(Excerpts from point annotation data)
· · · ·
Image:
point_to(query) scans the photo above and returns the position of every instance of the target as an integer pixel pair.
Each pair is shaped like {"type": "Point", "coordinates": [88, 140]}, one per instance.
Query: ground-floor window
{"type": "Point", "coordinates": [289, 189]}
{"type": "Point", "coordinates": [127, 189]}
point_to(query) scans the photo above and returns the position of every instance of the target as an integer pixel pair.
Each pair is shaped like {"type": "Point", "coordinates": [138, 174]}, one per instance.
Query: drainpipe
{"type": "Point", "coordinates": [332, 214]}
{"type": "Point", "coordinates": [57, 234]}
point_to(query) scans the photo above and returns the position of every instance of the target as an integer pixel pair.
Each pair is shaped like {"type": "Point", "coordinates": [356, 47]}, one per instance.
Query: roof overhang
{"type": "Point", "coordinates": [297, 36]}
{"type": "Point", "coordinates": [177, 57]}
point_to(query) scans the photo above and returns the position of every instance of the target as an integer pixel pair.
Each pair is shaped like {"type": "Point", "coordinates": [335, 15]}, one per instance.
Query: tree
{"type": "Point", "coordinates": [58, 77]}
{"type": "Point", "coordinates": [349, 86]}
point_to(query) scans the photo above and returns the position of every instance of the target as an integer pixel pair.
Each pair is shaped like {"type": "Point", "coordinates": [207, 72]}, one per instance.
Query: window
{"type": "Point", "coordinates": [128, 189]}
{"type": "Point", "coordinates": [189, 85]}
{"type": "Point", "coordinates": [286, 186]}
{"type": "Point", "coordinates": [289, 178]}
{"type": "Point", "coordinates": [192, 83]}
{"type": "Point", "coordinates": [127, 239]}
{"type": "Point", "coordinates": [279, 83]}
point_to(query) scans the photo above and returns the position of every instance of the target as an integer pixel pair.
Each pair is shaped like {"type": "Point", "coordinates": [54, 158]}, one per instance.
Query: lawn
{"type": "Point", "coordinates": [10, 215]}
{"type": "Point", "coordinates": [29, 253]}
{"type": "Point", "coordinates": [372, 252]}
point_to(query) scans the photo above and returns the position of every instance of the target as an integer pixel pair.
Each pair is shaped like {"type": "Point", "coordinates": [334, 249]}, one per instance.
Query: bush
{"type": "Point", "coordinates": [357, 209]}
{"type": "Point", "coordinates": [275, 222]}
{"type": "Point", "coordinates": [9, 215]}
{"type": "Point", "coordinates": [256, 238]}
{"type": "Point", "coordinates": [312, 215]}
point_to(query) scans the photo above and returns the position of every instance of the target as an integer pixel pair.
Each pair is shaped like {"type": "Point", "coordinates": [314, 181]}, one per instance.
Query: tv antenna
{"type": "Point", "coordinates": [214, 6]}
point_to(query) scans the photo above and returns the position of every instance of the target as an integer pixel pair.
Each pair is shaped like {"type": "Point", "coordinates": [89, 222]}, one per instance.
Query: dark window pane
· · · ·
**REQUIRED TASK:** Quote each line of the listing above exactly.

**ANSWER TO THE EXERCISE:**
Image:
point_to(query) scans the photo above and returns the position of every instance of the target as an integer pixel pair.
Each pair is shaped like {"type": "Point", "coordinates": [88, 140]}, one per instance.
Query: ground-floor window
{"type": "Point", "coordinates": [289, 189]}
{"type": "Point", "coordinates": [127, 189]}
point_to(query) scans the photo above and returns the position of every instance of the target as an integer pixel pair.
Each pair is shaped like {"type": "Point", "coordinates": [138, 174]}, one per instance.
Query: drainpipe
{"type": "Point", "coordinates": [332, 214]}
{"type": "Point", "coordinates": [57, 234]}
point_to(query) scans the photo above and returns the position of every instance of the target as an integer pixel pair.
Each pair is shaped like {"type": "Point", "coordinates": [356, 47]}, one per instance.
Query: roof overhang
{"type": "Point", "coordinates": [297, 36]}
{"type": "Point", "coordinates": [177, 57]}
point_to(query) scans the photo above and returns the position of every instance of the target as an integer pixel pair.
Each pair is shaped like {"type": "Point", "coordinates": [335, 15]}, one per instance.
Query: tree
{"type": "Point", "coordinates": [58, 77]}
{"type": "Point", "coordinates": [349, 86]}
point_to(query) scans the photo above and returns the position of every instance of the target as an integer pixel pair.
Each pair is shaped like {"type": "Point", "coordinates": [207, 72]}, one per instance.
Query: window
{"type": "Point", "coordinates": [128, 189]}
{"type": "Point", "coordinates": [189, 85]}
{"type": "Point", "coordinates": [286, 186]}
{"type": "Point", "coordinates": [289, 178]}
{"type": "Point", "coordinates": [192, 83]}
{"type": "Point", "coordinates": [127, 239]}
{"type": "Point", "coordinates": [279, 83]}
point_to(query) scans the photo above and returns the position of every instance of the target as an integer pixel pair.
Each pair is shaped like {"type": "Point", "coordinates": [54, 158]}, one per instance.
Query: lawn
{"type": "Point", "coordinates": [10, 215]}
{"type": "Point", "coordinates": [29, 253]}
{"type": "Point", "coordinates": [372, 252]}
point_to(query) scans the photo above and returns the position of every instance of the target as an integer pixel pair.
Each pair is shaped like {"type": "Point", "coordinates": [334, 249]}, one per instance.
Query: bush
{"type": "Point", "coordinates": [357, 209]}
{"type": "Point", "coordinates": [275, 222]}
{"type": "Point", "coordinates": [9, 215]}
{"type": "Point", "coordinates": [256, 238]}
{"type": "Point", "coordinates": [312, 215]}
point_to(query) scans the photo above and returns the position of every instance of the target as an integer pixel pair.
Each pair is shaped like {"type": "Point", "coordinates": [314, 181]}, one per instance.
Query: tv antenna
{"type": "Point", "coordinates": [214, 6]}
point_to(query) scans the photo above and returns the position of every instance of the target as an integer pixel pair.
Each pair is shaped like {"type": "Point", "coordinates": [89, 222]}, one per instance.
Query: dark window pane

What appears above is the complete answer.